Given records:
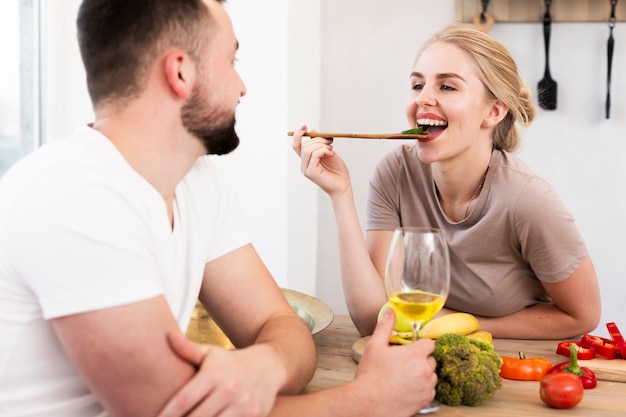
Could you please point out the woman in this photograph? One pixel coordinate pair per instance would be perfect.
(518, 262)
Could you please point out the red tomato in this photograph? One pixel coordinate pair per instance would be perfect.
(561, 390)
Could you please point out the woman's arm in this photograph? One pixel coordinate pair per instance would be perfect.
(575, 310)
(362, 283)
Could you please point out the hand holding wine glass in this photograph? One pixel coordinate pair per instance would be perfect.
(417, 277)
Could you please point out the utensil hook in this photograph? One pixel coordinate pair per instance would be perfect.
(546, 16)
(484, 20)
(610, 49)
(485, 4)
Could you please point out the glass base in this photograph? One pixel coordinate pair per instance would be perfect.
(431, 407)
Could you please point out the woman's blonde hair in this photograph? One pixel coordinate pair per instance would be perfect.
(498, 72)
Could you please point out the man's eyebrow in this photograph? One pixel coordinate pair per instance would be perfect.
(441, 76)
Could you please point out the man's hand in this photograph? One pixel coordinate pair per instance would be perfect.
(401, 379)
(227, 383)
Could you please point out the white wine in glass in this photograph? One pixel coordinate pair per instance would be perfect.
(417, 277)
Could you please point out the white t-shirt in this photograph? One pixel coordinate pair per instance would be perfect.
(80, 230)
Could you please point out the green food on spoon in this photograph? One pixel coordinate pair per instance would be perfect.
(413, 131)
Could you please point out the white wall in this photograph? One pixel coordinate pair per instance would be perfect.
(344, 65)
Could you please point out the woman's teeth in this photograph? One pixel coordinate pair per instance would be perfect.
(431, 122)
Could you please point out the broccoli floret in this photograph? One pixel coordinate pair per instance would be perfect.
(468, 370)
(414, 131)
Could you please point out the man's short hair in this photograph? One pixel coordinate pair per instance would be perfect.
(119, 40)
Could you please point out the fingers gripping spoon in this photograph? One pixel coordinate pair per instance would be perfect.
(547, 87)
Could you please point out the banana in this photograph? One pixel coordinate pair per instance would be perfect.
(459, 323)
(482, 335)
(397, 340)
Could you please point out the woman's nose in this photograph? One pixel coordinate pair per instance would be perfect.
(426, 97)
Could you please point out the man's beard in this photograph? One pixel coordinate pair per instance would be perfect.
(197, 116)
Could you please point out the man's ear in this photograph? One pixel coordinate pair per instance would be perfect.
(179, 73)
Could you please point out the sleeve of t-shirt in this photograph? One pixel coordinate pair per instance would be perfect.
(550, 240)
(227, 229)
(83, 247)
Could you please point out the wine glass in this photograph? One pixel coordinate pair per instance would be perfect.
(417, 278)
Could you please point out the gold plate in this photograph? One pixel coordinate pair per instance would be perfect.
(315, 313)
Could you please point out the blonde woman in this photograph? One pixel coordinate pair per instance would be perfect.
(518, 261)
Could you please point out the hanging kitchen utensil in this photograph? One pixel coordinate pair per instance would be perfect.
(610, 45)
(484, 20)
(547, 86)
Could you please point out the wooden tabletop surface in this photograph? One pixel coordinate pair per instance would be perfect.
(516, 398)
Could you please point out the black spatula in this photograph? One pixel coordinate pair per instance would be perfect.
(547, 86)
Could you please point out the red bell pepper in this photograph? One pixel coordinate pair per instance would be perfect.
(586, 375)
(600, 346)
(617, 338)
(582, 353)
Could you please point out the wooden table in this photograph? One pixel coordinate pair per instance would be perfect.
(516, 398)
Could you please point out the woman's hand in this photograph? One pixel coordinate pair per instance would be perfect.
(228, 382)
(320, 163)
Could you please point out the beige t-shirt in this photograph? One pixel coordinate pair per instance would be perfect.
(518, 234)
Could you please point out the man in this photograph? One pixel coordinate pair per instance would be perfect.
(107, 239)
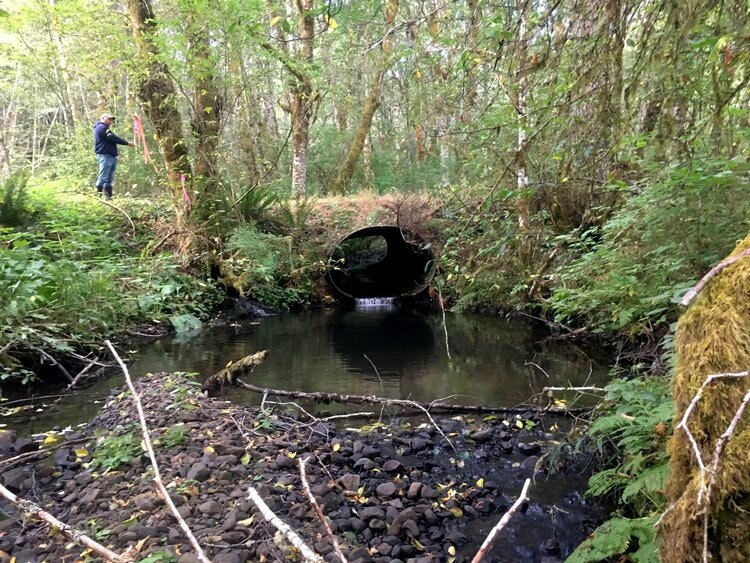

Exercise details:
Pull out every line of the records that contains the word "shirt", paying attention to upper and lower case.

Answer to this task:
Could you please point out the white t-shirt in this photograph? One pixel coordinate pair per instance would be perfect.
Could you please point out the sleeve of t-shirt in this photograph? One pixel coordinate pair per instance would be perfect.
Could you please point out the beige t-shirt in this photograph? One pixel coordinate pair per instance would be perfect.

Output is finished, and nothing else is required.